▶ _Extract provided_
------------------------------------------------------------------------

California Prisons Ban Revolution

At nine years old, police arrested me for attempting to steal something from a variety store. They took me downtown to jail until my parents came to get me. I was considered “incorrigible” by 17 years old when I was tried as an adult for armed robbery and sentenced to prison for 20 years.

I was sent to prison during the 1960s. This was a time when the world was metaphorically being turned upside down and revolution was in the air. I admired the courage and heroism of students, youth (and others) in the streets of this country demanding an end to the war in Vietnam, demanding an end to the oppression of women and demanding liberation for Blacks and other minorities.

Revolution was surging in the third world to say nothing of the Cultural Revolution in China which was having significant impact across the globe. News of these struggles reached me behind prison walls. Through reading and studying, I learned why the world was the way it was and how it could be changed. I turned my life around through learning about and getting with the revolutionary movements of the time. I got out of a life of crime and dedicated my life to radically transforming the world. Without the freedom to explore all kinds of ideas, this would not have been possible

All of this explains my response to the banning of Revolution newspaper at Pelican Bay State Prison (PBSP) and at Chuckawalla Valley State Prison (CVSP), both in California.

------------------------------------------------------------------------

▶ _Dataset entries_
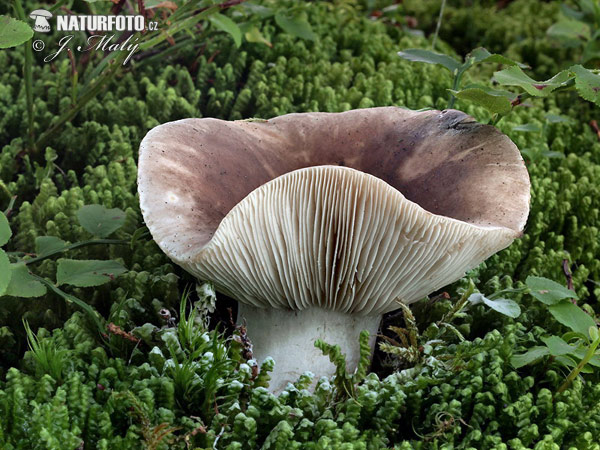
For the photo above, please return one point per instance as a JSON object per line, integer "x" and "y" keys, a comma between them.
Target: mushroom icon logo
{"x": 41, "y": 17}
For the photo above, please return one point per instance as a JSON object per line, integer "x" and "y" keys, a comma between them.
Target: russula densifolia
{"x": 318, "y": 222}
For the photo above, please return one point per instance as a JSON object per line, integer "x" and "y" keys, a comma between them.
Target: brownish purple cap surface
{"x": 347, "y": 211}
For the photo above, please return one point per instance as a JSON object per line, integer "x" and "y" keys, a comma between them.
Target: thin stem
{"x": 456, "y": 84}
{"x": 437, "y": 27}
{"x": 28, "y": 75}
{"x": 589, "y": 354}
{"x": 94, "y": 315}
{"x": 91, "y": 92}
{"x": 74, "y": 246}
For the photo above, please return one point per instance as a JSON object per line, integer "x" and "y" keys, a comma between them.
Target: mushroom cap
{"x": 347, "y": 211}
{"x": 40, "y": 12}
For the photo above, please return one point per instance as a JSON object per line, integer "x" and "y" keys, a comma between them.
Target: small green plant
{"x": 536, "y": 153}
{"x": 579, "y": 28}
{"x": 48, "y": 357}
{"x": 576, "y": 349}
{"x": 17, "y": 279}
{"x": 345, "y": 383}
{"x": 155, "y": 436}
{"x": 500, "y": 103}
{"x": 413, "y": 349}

------------------------------------------------------------------------

Write out the part of the piece on the prison newspaper ban starting with "All of this" and going on through "both in California.". The lines aren't needed for any of this.

▶ _Answer below_
All of this explains my response to the banning of Revolution newspaper at Pelican Bay State Prison (PBSP) and at Chuckawalla Valley State Prison (CVSP), both in California.